すごいタイトルですよね、主催がこんなタイトルを書いてすみません。

年の瀬に何言ってんだ?って感じですよね。本当にその通りです。先日はエン企画6作目Entwal(以下エントワ)にいらして下さり誠にありがとうございました。長く企画をしている中で女子だけの登場人物の企画は実は今回が初めてでした。

エンギムナジウム、エンサナトリウム、エンフェアウェル、ENNIVERSARY、Encrows、そしてエントワ。

わたしの中で、ずっと温めていた企画

実はエンギムナジウムの初期メンバーでこの企画を計画しておりました。しかし男装がメインのキャストたちから、女学生の格好への抵抗、一部メンバーからのレオタードという衣装の拒絶(笑)と戦いながらも、撮影に漕ぎ着けましたが、その頃、私生活がバタバタしていたせいで、結局データこそ本人たちに渡したものの、紙媒体にすることが叶いませんでした。

これはエンさんの誕生日にみんなげお願い事を叶えてくれる、という魔法の言葉の力不足でした。結果、一日では撮りきれず、予定していたストーリーでは写真集を作れないという自転で、この企画はお蔵入りにしました(写真は一部ネットに上がってるから探してみてね)

この時、わたしはキャストのメンバーと違う未来をみていたのだな、と思いました。本当はわたしは初期のメンバーと劇団か何かを作って、物作りをしていけたらと心の中で思っていました。でもわたし一人で彼女たちの人生の責任を取ることは出来ないことはわかっていたので、これは皆には伝えることはありませんでした。

コスプレを辞めていく友人、結婚、環境の変化に、エン企画初期メンバーが揃うことはなくなり、中途半端な形で残すよりかは、とENNIVERSARYという企画を提案しました。真新しいメンバーにわたしは心臓がちぎれそうな思いでした。お客様に、何故メンバーを変えたのかと問い詰められることもありました。わたしが聞きたいです。どうして彼女たちは永遠にわたしと狂気の祭りをしてくれないのか、女性はどうして異性と結婚して、その時は今までのこと何もなかったようにこれまでの思い出を手放すことが出来るのか。ぽっと出の男よりわたしの方があなたのこと知っているのに、どうして、どうして時間は止まってくれないのか。どうして女性の自由な時間は、限りがあるのか、と恨んだこともあります。でも、彼女たちが選んだ未来にわたしが思い浮かんだ未来はない。と気づいた時、彼女たちの足を引きずるのではなく、新しい人たちと面白いことを考えるべきだと、わたしは考えました。

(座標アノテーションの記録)
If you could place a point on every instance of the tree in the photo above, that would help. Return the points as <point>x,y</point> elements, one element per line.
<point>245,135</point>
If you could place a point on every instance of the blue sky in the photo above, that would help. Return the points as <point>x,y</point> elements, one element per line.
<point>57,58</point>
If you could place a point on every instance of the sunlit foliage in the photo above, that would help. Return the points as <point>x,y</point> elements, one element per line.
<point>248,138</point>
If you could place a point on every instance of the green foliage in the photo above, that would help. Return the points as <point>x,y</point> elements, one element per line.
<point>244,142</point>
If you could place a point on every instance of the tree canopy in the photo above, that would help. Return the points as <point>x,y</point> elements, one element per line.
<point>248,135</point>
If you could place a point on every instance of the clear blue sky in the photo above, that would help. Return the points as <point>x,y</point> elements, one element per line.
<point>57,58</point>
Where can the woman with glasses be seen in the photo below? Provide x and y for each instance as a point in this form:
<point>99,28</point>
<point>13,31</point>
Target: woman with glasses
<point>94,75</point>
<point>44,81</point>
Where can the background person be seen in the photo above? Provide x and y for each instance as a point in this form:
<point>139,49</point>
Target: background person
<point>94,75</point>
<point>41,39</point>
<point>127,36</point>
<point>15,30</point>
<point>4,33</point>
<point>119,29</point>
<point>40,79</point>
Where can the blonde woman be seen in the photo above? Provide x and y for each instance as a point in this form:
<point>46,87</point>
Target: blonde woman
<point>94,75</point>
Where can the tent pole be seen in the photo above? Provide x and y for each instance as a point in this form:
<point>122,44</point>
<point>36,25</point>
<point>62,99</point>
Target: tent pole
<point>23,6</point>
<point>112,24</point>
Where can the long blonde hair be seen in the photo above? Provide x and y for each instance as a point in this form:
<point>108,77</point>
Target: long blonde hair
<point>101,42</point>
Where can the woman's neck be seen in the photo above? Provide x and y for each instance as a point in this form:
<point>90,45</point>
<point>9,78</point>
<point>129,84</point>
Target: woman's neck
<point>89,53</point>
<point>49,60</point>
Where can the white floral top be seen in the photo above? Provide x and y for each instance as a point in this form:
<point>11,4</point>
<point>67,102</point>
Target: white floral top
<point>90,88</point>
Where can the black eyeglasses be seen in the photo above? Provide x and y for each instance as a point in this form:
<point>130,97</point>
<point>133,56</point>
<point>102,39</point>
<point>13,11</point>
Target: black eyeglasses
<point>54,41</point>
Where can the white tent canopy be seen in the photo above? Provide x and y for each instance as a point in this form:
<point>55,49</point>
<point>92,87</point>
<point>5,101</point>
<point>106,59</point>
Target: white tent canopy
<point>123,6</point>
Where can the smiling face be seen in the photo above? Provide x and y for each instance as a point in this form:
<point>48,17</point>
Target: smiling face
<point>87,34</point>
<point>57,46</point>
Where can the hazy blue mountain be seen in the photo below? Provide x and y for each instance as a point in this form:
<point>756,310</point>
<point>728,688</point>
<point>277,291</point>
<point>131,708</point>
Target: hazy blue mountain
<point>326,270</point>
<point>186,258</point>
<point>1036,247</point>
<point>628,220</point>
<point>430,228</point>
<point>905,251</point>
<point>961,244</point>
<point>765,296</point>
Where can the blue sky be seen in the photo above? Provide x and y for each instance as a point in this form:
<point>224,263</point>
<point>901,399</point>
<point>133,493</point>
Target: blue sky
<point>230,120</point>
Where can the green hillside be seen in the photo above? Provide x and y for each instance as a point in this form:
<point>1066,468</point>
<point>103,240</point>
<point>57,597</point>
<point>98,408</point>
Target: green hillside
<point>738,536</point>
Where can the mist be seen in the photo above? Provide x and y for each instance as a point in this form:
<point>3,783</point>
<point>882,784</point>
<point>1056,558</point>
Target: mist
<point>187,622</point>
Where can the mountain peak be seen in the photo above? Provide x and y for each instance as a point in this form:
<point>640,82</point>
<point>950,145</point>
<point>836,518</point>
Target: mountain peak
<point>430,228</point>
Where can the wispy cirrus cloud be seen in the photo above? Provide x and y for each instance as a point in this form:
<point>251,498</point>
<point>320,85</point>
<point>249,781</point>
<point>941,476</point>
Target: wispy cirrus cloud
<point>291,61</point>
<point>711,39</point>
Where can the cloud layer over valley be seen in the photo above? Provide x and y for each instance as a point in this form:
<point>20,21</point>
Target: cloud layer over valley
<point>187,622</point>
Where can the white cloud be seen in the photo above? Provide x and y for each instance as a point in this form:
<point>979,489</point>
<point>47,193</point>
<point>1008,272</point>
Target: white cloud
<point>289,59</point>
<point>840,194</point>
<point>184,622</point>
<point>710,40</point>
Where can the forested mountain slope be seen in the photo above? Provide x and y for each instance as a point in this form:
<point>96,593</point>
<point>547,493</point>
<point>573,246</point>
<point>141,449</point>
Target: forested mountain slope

— 作業内容 —
A - 提供テキストによると、Entwal(エントワ)はエン企画の何作目ですか。
B - 記録のうち、「of the clear」を含む行から「<point>90,88</point>」を含む行までを、両端の行も含めてそのまま打ち直してください。

— 解答一覧 —
A - 6作目です。

B -
If you could place a point on every instance of the clear blue sky in the photo above, that would help. Return the points as <point>x,y</point> elements, one element per line.
<point>57,58</point>
Where can the woman with glasses be seen in the photo below? Provide x and y for each instance as a point in this form:
<point>99,28</point>
<point>13,31</point>
Target: woman with glasses
<point>94,75</point>
<point>44,81</point>
Where can the background person be seen in the photo above? Provide x and y for each instance as a point in this form:
<point>139,49</point>
Target: background person
<point>94,75</point>
<point>41,39</point>
<point>127,36</point>
<point>15,30</point>
<point>4,33</point>
<point>119,29</point>
<point>40,79</point>
Where can the blonde woman be seen in the photo above? Provide x and y for each instance as a point in this form:
<point>46,87</point>
Target: blonde woman
<point>94,75</point>
Where can the tent pole be seen in the photo above? Provide x and y for each instance as a point in this form:
<point>122,44</point>
<point>36,25</point>
<point>62,99</point>
Target: tent pole
<point>23,6</point>
<point>112,24</point>
Where can the long blonde hair be seen in the photo above? Provide x and y for each instance as a point in this form:
<point>108,77</point>
Target: long blonde hair
<point>101,42</point>
Where can the woman's neck be seen in the photo above? Provide x and y for each instance as a point in this form:
<point>90,45</point>
<point>9,78</point>
<point>129,84</point>
Target: woman's neck
<point>89,53</point>
<point>49,60</point>
Where can the white floral top be seen in the photo above? Provide x and y for each instance as a point in this form:
<point>11,4</point>
<point>67,102</point>
Target: white floral top
<point>90,88</point>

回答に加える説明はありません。